───── Available data ─────

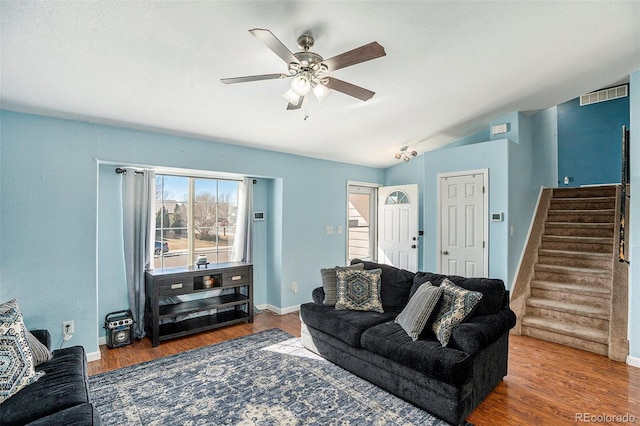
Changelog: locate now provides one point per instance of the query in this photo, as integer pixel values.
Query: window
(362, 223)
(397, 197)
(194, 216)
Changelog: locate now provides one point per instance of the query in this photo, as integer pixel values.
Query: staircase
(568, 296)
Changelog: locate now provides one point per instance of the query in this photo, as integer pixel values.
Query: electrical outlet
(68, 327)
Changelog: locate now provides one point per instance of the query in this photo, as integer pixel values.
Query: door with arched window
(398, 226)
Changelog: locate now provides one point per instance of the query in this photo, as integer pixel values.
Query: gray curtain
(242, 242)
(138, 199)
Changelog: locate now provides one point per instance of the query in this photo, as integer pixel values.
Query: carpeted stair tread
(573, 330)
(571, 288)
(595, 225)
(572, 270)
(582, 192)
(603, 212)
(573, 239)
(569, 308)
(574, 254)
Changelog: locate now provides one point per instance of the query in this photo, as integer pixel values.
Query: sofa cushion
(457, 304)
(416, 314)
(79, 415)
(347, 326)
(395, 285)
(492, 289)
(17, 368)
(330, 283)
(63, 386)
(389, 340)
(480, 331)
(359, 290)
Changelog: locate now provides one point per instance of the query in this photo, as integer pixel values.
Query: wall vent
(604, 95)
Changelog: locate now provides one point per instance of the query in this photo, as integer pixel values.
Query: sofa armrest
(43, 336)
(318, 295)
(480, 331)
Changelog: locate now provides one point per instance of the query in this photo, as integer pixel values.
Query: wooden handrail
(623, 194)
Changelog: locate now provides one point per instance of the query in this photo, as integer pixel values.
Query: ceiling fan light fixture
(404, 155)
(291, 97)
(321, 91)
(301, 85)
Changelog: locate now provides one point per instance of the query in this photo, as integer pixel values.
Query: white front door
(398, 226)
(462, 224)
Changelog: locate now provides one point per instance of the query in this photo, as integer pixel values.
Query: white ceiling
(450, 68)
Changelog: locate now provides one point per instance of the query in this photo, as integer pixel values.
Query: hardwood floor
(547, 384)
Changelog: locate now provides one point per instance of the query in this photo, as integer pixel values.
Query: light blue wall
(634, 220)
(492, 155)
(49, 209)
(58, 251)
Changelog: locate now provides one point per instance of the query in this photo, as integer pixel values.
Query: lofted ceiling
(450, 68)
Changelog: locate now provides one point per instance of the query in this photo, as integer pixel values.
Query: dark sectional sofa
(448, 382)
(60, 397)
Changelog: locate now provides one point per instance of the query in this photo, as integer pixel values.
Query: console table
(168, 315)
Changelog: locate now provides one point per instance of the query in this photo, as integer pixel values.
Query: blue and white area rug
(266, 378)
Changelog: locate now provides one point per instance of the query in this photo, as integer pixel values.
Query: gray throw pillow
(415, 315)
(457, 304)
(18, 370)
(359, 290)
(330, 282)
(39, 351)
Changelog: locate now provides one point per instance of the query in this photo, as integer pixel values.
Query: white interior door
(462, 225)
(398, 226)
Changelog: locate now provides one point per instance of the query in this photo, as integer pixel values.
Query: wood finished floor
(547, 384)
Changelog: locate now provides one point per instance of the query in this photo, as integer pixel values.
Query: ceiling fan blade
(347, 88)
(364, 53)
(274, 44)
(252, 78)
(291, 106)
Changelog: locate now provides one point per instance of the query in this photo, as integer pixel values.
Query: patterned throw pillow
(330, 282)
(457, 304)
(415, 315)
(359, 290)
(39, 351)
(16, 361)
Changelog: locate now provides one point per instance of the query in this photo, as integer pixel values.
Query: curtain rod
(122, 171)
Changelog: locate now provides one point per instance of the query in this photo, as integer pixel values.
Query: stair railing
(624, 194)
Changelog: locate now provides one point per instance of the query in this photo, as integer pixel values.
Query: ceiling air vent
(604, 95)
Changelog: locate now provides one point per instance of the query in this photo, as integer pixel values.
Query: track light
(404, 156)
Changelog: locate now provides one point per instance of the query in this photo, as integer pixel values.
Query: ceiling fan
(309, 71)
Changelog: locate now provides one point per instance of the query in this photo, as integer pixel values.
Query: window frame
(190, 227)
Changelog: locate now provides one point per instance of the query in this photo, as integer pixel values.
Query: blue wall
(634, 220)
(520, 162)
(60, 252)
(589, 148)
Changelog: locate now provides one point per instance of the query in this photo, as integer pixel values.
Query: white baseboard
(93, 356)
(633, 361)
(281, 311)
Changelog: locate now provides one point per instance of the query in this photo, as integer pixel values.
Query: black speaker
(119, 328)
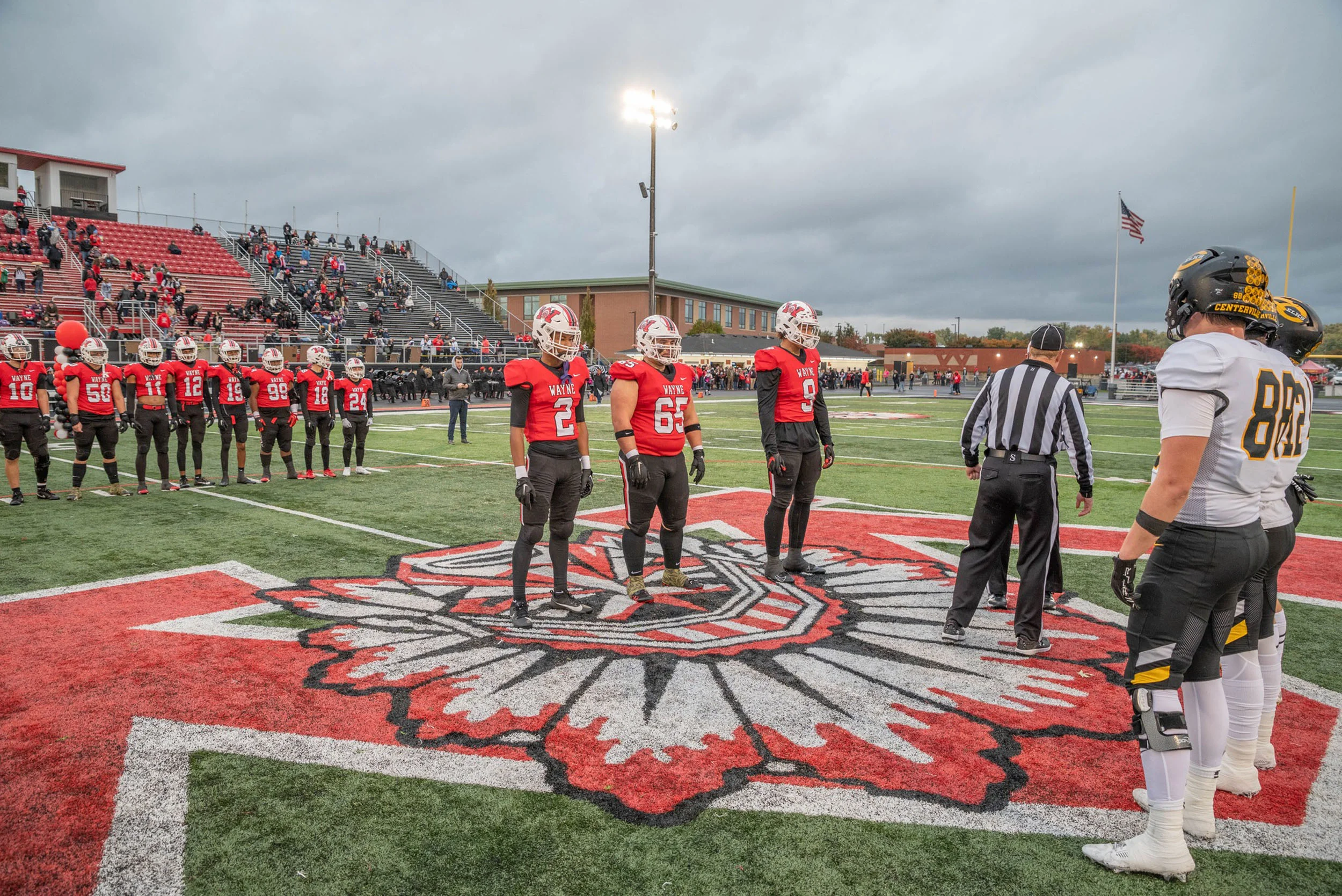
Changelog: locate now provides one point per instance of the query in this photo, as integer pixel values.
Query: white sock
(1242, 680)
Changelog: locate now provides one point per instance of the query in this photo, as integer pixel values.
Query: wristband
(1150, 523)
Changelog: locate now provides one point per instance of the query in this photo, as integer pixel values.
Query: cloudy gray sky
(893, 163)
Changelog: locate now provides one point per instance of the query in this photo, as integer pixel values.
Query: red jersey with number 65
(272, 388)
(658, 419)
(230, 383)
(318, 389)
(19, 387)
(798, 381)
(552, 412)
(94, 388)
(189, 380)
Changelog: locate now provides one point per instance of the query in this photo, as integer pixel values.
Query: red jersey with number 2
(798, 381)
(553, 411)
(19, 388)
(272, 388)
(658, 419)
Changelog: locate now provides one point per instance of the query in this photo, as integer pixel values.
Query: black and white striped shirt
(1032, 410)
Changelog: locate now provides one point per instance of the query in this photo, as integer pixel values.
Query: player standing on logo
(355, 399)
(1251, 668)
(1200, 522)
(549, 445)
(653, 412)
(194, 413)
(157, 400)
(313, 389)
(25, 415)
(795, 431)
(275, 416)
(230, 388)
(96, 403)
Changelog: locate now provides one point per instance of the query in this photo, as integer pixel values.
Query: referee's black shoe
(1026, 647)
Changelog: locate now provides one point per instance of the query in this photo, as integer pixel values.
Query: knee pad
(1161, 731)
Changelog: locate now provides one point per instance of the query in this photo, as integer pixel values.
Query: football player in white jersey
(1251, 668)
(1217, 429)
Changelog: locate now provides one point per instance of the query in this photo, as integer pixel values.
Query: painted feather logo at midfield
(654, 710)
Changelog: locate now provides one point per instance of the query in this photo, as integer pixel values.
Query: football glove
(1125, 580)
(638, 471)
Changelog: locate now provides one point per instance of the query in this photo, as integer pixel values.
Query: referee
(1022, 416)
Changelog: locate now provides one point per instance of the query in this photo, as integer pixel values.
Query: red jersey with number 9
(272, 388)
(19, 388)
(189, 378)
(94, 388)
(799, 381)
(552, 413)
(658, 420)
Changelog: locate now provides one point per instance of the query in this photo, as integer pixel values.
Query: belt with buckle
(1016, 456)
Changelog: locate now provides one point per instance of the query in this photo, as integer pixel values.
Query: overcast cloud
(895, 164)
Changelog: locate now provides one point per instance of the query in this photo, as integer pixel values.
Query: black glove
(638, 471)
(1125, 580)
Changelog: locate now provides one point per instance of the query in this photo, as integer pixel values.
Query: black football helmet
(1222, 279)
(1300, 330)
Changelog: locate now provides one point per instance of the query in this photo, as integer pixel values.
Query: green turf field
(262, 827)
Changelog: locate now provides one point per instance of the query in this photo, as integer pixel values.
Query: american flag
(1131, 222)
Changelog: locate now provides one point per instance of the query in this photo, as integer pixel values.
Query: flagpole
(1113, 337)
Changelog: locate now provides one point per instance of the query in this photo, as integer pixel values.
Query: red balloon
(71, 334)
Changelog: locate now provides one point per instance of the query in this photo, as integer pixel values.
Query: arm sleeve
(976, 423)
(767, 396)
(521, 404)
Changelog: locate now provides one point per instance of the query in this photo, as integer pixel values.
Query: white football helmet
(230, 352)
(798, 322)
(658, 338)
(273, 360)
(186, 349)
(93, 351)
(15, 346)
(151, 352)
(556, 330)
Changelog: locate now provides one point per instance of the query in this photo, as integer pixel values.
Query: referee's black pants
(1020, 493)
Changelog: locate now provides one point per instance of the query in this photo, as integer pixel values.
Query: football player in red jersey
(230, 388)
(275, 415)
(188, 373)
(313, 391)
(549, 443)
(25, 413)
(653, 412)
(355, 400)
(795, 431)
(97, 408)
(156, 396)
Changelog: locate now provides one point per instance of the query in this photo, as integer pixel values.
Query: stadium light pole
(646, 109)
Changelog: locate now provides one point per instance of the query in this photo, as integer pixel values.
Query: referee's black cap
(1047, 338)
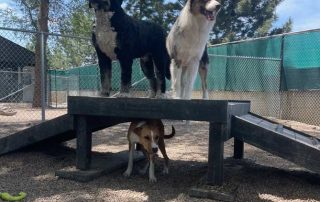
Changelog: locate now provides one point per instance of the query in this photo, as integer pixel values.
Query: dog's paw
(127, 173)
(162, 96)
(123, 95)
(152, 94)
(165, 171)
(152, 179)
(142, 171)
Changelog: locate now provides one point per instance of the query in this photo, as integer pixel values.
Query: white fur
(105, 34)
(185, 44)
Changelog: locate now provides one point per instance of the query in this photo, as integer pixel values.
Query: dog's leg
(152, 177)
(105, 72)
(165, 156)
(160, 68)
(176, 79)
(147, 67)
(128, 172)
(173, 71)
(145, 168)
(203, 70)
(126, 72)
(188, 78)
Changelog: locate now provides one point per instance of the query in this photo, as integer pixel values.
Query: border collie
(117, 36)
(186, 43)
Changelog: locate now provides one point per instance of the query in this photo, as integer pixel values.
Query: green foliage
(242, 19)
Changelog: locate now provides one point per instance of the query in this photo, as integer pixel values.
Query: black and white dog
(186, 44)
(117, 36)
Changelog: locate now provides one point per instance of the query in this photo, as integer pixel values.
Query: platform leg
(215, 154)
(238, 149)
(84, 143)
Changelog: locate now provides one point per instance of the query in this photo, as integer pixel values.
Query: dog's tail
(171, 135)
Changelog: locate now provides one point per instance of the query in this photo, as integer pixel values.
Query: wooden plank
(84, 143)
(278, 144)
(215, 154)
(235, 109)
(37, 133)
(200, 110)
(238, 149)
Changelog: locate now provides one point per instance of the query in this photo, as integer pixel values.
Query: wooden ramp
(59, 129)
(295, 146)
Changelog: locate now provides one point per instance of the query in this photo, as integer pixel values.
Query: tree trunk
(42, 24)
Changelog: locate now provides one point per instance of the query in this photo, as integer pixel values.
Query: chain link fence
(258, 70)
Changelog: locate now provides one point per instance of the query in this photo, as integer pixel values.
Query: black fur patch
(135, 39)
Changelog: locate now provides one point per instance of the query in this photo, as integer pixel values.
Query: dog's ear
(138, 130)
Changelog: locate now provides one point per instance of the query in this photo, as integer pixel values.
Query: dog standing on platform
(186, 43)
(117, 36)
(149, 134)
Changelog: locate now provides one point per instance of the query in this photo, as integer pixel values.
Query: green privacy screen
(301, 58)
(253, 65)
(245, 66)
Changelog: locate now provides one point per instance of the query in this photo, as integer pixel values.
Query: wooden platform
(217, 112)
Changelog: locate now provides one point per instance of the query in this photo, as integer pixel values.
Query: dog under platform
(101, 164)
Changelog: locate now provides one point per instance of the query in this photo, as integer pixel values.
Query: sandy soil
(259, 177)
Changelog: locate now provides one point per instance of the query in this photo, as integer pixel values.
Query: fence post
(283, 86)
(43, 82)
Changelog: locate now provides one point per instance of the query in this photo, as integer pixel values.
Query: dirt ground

─────

> _Problem details_
Nothing but the lines from the one with "Query: dog under platform" to the last line of the data should appear in the answer, each exactly as it stands.

> _Completed task_
Query: dog under platform
(101, 164)
Changelog: locate now provides one point per instance of the query in this photo, as integer pixel values.
Query: sandy soil
(259, 177)
Changelog: locate now provides one point per instance of the query in this photo, as integer pixel values.
Query: fence post
(283, 86)
(43, 82)
Changelog: locate now provides one point per instance of the query in this photo, as integer pixel values.
Query: dirt ground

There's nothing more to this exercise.